**YOUR TASK**
Each entry should be quoted word for word, including every mark of punctuation.

**DATA PROVIDED**
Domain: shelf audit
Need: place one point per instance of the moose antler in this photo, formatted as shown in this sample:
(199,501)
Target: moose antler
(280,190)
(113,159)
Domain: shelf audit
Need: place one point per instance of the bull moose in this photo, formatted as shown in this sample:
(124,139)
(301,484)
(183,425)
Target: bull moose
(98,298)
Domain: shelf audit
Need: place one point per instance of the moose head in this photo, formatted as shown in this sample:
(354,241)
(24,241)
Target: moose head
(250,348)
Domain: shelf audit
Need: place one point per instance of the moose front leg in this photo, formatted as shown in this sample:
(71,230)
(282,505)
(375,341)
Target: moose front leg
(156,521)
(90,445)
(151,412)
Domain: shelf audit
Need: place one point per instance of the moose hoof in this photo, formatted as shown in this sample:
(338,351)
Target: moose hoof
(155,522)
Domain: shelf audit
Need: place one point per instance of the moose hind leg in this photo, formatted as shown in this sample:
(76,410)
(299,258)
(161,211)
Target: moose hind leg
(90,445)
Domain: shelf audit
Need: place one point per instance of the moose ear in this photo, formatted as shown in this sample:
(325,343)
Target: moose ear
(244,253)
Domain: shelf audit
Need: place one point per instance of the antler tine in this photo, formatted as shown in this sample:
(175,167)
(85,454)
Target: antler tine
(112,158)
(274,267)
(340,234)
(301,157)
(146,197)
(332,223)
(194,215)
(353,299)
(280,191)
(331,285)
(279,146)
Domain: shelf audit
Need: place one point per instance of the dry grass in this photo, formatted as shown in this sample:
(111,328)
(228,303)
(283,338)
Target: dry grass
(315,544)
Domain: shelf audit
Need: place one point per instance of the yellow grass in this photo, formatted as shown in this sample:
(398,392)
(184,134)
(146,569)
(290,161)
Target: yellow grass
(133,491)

**FULL SOLUTION**
Domain: shelf audit
Need: place one point per instance of the moose antler in this photo, formatted as shown in this sample:
(199,501)
Target: moose antler
(280,190)
(113,159)
Domain: shelf audit
Need: place one point per instance of the bull moose in this photo, formatted as shown in this sample:
(124,139)
(301,484)
(183,425)
Target: bull moose
(98,298)
Domain: shelf audit
Need: place one point per instance of the moose head in this photo, formatted as shown in this sample:
(354,241)
(24,241)
Target: moose head
(250,348)
Domain: shelf audit
Need: place one point per instance of the moose front leg in this photo, formatted as shown in this sample:
(71,230)
(282,505)
(375,341)
Target: moose front leg
(156,521)
(90,445)
(151,412)
Domain: shelf audit
Need: place one point per instance of the moose hoof in this photo, formatted as shown in this sample:
(338,351)
Target: moose hoof
(155,522)
Domain: shelf audit
Need: place one point per instance of the moose hind leg in this photo, formatted as shown in this sample:
(76,410)
(299,258)
(161,211)
Target: moose hind leg
(90,445)
Domain: shelf audit
Need: place one point per instance of the moose ear in this photo, formatted as shown in this sample:
(325,343)
Target: moose ear
(244,253)
Domain: shelf audit
Need: place one point per instance of the antler tine in this photo, formatted as shown in this sample:
(175,167)
(85,454)
Target: antler tine
(112,158)
(274,267)
(340,234)
(301,157)
(146,197)
(332,223)
(194,215)
(353,299)
(280,191)
(331,285)
(279,146)
Domain: shelf audit
Need: place one point per instance of the dry grass in this photo, formatted as shown in this sample:
(111,328)
(228,303)
(283,338)
Target: dry grass
(315,544)
Domain: shelf audit
Need: place one point per instance of the yellow grass in this photo, formatted as shown in this sample:
(398,392)
(184,134)
(146,569)
(290,161)
Target: yellow grass
(133,491)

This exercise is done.